## INPUT
-- -- --

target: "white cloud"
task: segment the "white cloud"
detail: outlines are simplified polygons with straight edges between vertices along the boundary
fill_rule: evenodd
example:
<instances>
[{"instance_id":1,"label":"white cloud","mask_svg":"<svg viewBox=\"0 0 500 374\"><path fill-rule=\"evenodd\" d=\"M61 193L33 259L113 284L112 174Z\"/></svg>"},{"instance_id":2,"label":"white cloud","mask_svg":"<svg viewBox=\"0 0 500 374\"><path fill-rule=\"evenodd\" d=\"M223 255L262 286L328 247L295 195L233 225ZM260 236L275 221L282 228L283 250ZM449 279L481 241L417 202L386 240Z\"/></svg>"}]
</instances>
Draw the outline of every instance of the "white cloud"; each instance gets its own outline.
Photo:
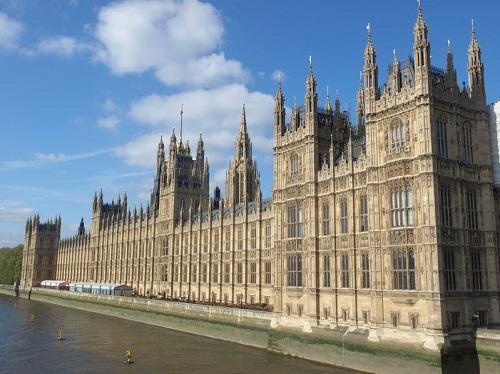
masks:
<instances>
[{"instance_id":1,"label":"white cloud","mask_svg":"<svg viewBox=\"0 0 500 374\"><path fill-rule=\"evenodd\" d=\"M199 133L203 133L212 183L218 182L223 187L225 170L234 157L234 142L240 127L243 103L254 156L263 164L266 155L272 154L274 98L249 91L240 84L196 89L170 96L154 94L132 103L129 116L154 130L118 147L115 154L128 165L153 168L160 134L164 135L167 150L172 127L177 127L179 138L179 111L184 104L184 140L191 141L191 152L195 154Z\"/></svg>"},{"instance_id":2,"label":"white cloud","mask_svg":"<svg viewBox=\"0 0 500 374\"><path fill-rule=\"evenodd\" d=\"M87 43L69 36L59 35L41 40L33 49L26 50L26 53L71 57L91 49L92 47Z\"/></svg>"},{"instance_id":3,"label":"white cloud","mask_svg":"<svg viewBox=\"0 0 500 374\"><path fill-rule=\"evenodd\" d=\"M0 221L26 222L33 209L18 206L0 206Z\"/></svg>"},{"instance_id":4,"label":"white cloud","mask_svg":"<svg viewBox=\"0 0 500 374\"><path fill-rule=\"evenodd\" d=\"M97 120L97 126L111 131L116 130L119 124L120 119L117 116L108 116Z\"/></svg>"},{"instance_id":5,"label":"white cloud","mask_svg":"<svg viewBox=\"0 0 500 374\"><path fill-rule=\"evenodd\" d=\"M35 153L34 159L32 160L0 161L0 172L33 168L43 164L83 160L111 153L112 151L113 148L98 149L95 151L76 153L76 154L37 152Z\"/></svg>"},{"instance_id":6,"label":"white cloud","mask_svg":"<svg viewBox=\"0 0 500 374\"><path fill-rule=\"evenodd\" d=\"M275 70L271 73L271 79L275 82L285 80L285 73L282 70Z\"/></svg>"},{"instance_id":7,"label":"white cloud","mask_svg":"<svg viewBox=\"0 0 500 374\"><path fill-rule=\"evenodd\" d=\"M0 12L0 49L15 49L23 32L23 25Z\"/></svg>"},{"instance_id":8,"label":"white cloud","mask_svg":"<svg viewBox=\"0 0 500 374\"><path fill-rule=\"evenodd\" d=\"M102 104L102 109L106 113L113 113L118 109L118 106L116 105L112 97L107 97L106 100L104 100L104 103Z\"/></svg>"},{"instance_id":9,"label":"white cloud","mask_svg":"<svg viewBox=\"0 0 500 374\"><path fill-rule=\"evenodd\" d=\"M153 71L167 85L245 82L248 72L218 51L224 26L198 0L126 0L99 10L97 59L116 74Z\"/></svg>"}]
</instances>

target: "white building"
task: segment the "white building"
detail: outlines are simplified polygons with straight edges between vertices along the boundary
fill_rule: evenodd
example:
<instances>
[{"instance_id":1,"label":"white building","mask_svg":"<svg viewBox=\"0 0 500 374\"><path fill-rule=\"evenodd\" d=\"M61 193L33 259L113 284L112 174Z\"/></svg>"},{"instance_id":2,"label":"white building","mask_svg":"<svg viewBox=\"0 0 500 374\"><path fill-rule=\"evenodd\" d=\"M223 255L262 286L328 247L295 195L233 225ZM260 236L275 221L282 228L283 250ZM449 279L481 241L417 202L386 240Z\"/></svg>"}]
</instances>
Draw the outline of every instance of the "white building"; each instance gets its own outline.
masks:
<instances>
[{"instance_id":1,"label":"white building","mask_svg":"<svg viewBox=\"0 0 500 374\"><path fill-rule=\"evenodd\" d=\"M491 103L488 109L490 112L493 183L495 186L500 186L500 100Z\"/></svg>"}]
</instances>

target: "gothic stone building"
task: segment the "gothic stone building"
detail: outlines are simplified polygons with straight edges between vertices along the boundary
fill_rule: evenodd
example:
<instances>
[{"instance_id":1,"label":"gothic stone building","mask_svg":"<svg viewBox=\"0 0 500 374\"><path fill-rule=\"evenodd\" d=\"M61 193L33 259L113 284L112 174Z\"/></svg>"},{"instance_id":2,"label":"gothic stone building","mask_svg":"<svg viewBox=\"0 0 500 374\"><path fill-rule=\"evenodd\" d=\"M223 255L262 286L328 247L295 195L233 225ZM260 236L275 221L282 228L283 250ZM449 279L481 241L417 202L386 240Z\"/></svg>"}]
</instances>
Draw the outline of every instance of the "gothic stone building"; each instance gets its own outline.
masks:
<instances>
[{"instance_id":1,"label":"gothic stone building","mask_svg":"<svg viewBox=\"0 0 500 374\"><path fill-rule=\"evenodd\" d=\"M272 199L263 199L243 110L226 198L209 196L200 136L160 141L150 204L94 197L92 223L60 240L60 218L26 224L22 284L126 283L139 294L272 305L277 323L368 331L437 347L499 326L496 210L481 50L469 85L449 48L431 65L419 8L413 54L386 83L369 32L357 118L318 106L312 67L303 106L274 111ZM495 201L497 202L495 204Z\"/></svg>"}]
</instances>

-- -- --

## YOUR TASK
In your copy, include no pictures, but reproduce all records exactly.

## EXERCISE ANSWER
target: "white cloud"
task: segment the "white cloud"
detail: outlines are simplified polygons with straight edges between vertices along the boundary
fill_rule: evenodd
example:
<instances>
[{"instance_id":1,"label":"white cloud","mask_svg":"<svg viewBox=\"0 0 500 374\"><path fill-rule=\"evenodd\" d=\"M61 193L33 259L113 284L112 174Z\"/></svg>"},{"instance_id":2,"label":"white cloud","mask_svg":"<svg viewBox=\"0 0 500 374\"><path fill-rule=\"evenodd\" d=\"M223 255L262 286L328 247L295 195L233 225ZM260 236L275 221L282 228L283 250ZM449 279L481 241L417 202L386 240Z\"/></svg>"}]
</instances>
Draw the outline of every instance of the "white cloud"; each instance gets its own outline.
Photo:
masks:
<instances>
[{"instance_id":1,"label":"white cloud","mask_svg":"<svg viewBox=\"0 0 500 374\"><path fill-rule=\"evenodd\" d=\"M199 133L203 133L212 183L218 182L223 187L225 170L234 157L234 142L240 127L243 103L254 156L263 164L266 155L272 154L274 98L249 91L240 84L196 89L170 96L154 94L132 103L129 116L154 130L118 147L115 154L128 165L153 168L160 134L164 135L167 150L172 127L177 127L179 138L179 111L184 104L184 140L191 141L191 152L195 154Z\"/></svg>"},{"instance_id":2,"label":"white cloud","mask_svg":"<svg viewBox=\"0 0 500 374\"><path fill-rule=\"evenodd\" d=\"M87 43L69 36L59 35L41 40L33 49L26 50L26 53L71 57L91 49L92 47Z\"/></svg>"},{"instance_id":3,"label":"white cloud","mask_svg":"<svg viewBox=\"0 0 500 374\"><path fill-rule=\"evenodd\" d=\"M0 221L26 222L33 209L18 206L0 206Z\"/></svg>"},{"instance_id":4,"label":"white cloud","mask_svg":"<svg viewBox=\"0 0 500 374\"><path fill-rule=\"evenodd\" d=\"M97 120L97 126L111 131L116 130L119 124L120 119L117 116L108 116Z\"/></svg>"},{"instance_id":5,"label":"white cloud","mask_svg":"<svg viewBox=\"0 0 500 374\"><path fill-rule=\"evenodd\" d=\"M35 153L34 159L32 160L0 161L0 172L33 168L43 164L83 160L111 153L112 151L113 148L98 149L95 151L76 153L76 154L37 152Z\"/></svg>"},{"instance_id":6,"label":"white cloud","mask_svg":"<svg viewBox=\"0 0 500 374\"><path fill-rule=\"evenodd\" d=\"M275 70L271 73L271 79L275 82L285 80L285 73L282 70Z\"/></svg>"},{"instance_id":7,"label":"white cloud","mask_svg":"<svg viewBox=\"0 0 500 374\"><path fill-rule=\"evenodd\" d=\"M0 12L0 49L15 49L23 32L23 25Z\"/></svg>"},{"instance_id":8,"label":"white cloud","mask_svg":"<svg viewBox=\"0 0 500 374\"><path fill-rule=\"evenodd\" d=\"M102 104L102 109L106 113L113 113L118 109L118 106L116 105L112 97L107 97L106 100L104 100L104 103Z\"/></svg>"},{"instance_id":9,"label":"white cloud","mask_svg":"<svg viewBox=\"0 0 500 374\"><path fill-rule=\"evenodd\" d=\"M153 71L167 85L245 82L248 72L218 51L224 26L198 0L126 0L99 10L97 59L116 74Z\"/></svg>"}]
</instances>

target: "white building"
task: segment the "white building"
detail: outlines are simplified polygons with straight edges between vertices along the boundary
fill_rule: evenodd
example:
<instances>
[{"instance_id":1,"label":"white building","mask_svg":"<svg viewBox=\"0 0 500 374\"><path fill-rule=\"evenodd\" d=\"M61 193L33 259L113 284L112 174Z\"/></svg>"},{"instance_id":2,"label":"white building","mask_svg":"<svg viewBox=\"0 0 500 374\"><path fill-rule=\"evenodd\" d=\"M223 255L262 286L328 247L295 195L233 225ZM260 236L275 221L282 228L283 250ZM449 279L481 241L417 202L386 240Z\"/></svg>"}]
</instances>
Draw the outline of every instance of the "white building"; each instance gets its own outline.
masks:
<instances>
[{"instance_id":1,"label":"white building","mask_svg":"<svg viewBox=\"0 0 500 374\"><path fill-rule=\"evenodd\" d=\"M491 103L488 109L490 112L493 183L495 186L500 186L500 100Z\"/></svg>"}]
</instances>

target: "gothic stone building"
task: segment the "gothic stone building"
detail: outlines are simplified polygons with straight edges between vertices along the boundary
fill_rule: evenodd
example:
<instances>
[{"instance_id":1,"label":"gothic stone building","mask_svg":"<svg viewBox=\"0 0 500 374\"><path fill-rule=\"evenodd\" d=\"M61 193L33 259L113 284L112 174Z\"/></svg>"},{"instance_id":2,"label":"gothic stone building","mask_svg":"<svg viewBox=\"0 0 500 374\"><path fill-rule=\"evenodd\" d=\"M223 255L262 286L328 247L295 195L233 225ZM260 236L275 221L282 228L283 250ZM449 279L481 241L417 202L386 240Z\"/></svg>"}]
</instances>
Draw the outline of every instance of the "gothic stone building"; each instance gets its own outline.
masks:
<instances>
[{"instance_id":1,"label":"gothic stone building","mask_svg":"<svg viewBox=\"0 0 500 374\"><path fill-rule=\"evenodd\" d=\"M272 199L263 199L243 110L226 198L209 196L200 136L160 141L150 204L94 197L92 223L60 240L60 218L26 224L22 284L126 283L139 294L272 305L277 323L368 331L437 347L499 326L496 210L481 50L469 85L449 48L431 65L419 8L413 54L386 83L369 32L357 118L318 106L312 67L303 106L274 111ZM495 201L497 202L495 204Z\"/></svg>"}]
</instances>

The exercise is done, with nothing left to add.